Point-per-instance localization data
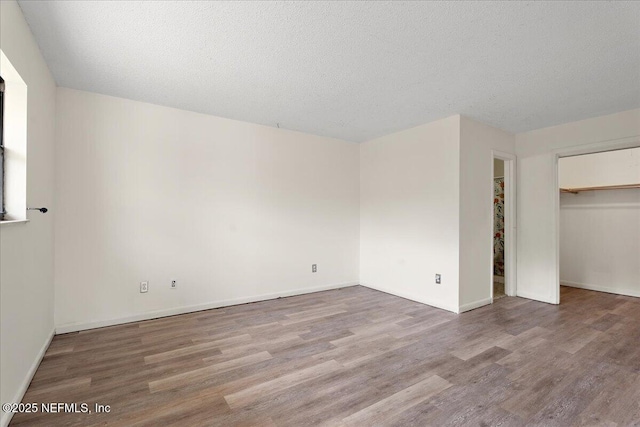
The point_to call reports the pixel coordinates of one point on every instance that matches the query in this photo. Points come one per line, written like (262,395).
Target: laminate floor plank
(354,356)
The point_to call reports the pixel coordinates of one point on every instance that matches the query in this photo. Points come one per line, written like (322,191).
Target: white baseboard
(6,416)
(74,327)
(535,297)
(412,297)
(475,304)
(627,292)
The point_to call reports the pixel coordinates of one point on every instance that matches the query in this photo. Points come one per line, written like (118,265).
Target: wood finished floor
(357,357)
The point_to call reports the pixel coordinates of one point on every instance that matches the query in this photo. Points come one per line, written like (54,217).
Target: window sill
(14,221)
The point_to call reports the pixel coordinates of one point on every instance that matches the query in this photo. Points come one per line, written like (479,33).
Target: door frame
(510,242)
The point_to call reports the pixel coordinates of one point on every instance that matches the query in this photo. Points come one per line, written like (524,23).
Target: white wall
(600,230)
(537,151)
(477,141)
(233,211)
(409,213)
(26,249)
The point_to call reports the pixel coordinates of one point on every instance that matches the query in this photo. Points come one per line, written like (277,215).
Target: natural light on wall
(15,142)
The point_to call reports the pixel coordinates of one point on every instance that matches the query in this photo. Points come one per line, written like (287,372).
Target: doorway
(503,243)
(498,229)
(599,221)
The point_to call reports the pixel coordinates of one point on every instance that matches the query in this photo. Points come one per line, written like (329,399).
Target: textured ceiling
(351,70)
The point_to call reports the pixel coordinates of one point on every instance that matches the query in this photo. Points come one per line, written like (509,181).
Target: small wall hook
(43,210)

#### Activity:
Drop the pictures; repeat each entry above exactly.

#### Task response:
The point_to call reports the pixel coordinates of one point on every instance that matches the query in this photo. Points come one per line, written like (262,395).
Target: laminate floor plank
(354,356)
The point_to call reports the pixel coordinates of one point on every instance that matches the query in this photo. Points come one per line, written like (322,191).
Target: white baseboard
(6,416)
(74,327)
(535,297)
(412,297)
(475,304)
(627,292)
The point_to call reports the pixel coordinates of one point on every instance that matches the query in this photo. Points come one per line, written like (118,265).
Target: wood finished floor
(357,357)
The point_to call reports the pixel coordinates of one point on every instance that matches the query in this photo. Points come one per line, written like (54,217).
Target: window sill
(14,221)
The point_to call reports the pixel coordinates of one point on every instance that matches the query in this photo. Points come one per line, written like (479,33).
Target: door frame
(510,242)
The point_to call reports the pixel coordinates of one point on every instance that matches the query in this photo. Points come one per line, written like (524,23).
Target: white wall
(600,230)
(537,151)
(477,141)
(233,211)
(409,213)
(26,249)
The point_to call reports the pixel coordinates of one point on every instance that matches the query in this photo. Points come one per line, written like (277,215).
Target: natural light on wall
(15,142)
The point_to call reports the pixel coordinates of one point on every instance that matches the query in this photo. Points come one per line, written like (287,372).
Target: doorway
(503,243)
(498,229)
(599,221)
The point_to call reports the pixel coordinates of one point on every instance that matches the query in this photo. Points come one per line, written like (329,399).
Target: textured ceiling
(351,70)
The point_to call reports the pixel coordinates of one point on every instance that matches the query in this photo. Points come one per line, written like (509,181).
Target: small wall hook
(43,210)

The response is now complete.